TASK OBJECTIVE:
From the records below, pull out each line that contains the string "dark". Treat uppercase and lowercase as different.

Stored data entries
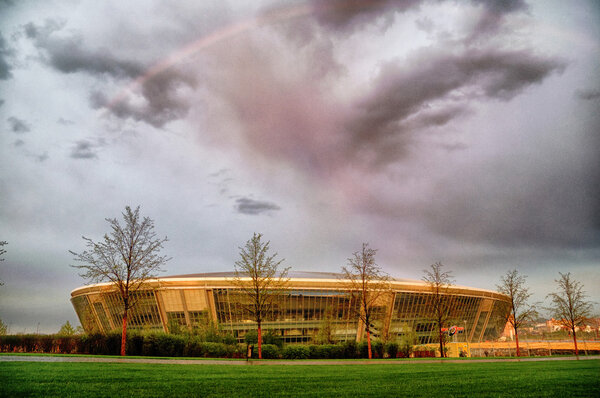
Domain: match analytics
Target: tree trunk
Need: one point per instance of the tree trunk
(259, 341)
(575, 342)
(442, 355)
(369, 343)
(124, 334)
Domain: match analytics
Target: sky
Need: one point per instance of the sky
(465, 132)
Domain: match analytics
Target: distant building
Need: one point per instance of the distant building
(311, 300)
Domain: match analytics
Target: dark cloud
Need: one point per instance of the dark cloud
(64, 122)
(5, 52)
(493, 16)
(160, 103)
(588, 94)
(254, 207)
(84, 150)
(17, 125)
(348, 15)
(432, 88)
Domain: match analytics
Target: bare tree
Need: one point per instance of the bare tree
(260, 281)
(513, 285)
(569, 305)
(2, 252)
(128, 257)
(368, 284)
(440, 309)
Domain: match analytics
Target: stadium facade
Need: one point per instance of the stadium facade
(311, 301)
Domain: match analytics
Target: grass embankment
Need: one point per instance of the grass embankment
(524, 379)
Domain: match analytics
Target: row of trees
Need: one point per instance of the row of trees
(129, 255)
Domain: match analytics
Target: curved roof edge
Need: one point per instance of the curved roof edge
(299, 276)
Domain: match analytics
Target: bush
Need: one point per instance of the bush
(135, 344)
(251, 337)
(350, 349)
(392, 349)
(163, 345)
(269, 351)
(296, 352)
(271, 337)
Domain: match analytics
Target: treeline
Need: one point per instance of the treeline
(169, 345)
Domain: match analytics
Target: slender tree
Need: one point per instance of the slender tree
(569, 305)
(439, 309)
(67, 329)
(128, 256)
(260, 281)
(2, 252)
(513, 285)
(368, 285)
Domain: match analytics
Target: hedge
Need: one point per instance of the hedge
(171, 345)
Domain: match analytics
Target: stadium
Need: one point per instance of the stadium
(311, 301)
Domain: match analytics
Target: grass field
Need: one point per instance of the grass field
(521, 379)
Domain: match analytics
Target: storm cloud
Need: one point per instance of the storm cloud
(4, 65)
(160, 102)
(461, 132)
(254, 207)
(17, 125)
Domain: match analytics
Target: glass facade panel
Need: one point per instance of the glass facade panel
(300, 315)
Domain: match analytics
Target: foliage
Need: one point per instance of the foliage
(269, 351)
(258, 277)
(569, 305)
(66, 330)
(296, 352)
(407, 343)
(513, 285)
(127, 257)
(439, 308)
(325, 332)
(368, 284)
(271, 337)
(391, 349)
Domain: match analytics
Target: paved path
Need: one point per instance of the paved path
(31, 358)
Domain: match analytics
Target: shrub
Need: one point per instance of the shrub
(213, 350)
(296, 352)
(135, 344)
(251, 337)
(350, 349)
(391, 349)
(271, 337)
(269, 351)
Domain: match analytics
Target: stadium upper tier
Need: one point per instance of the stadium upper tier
(311, 301)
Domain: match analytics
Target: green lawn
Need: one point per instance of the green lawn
(514, 379)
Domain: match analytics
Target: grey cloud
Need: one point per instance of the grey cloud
(84, 150)
(434, 80)
(493, 15)
(64, 122)
(588, 94)
(161, 104)
(17, 125)
(5, 52)
(348, 15)
(254, 207)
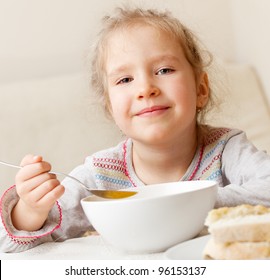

RESPONSE TO THIS EXERCISE:
Target: dark cloud
Need: one point per instance of the dark cloud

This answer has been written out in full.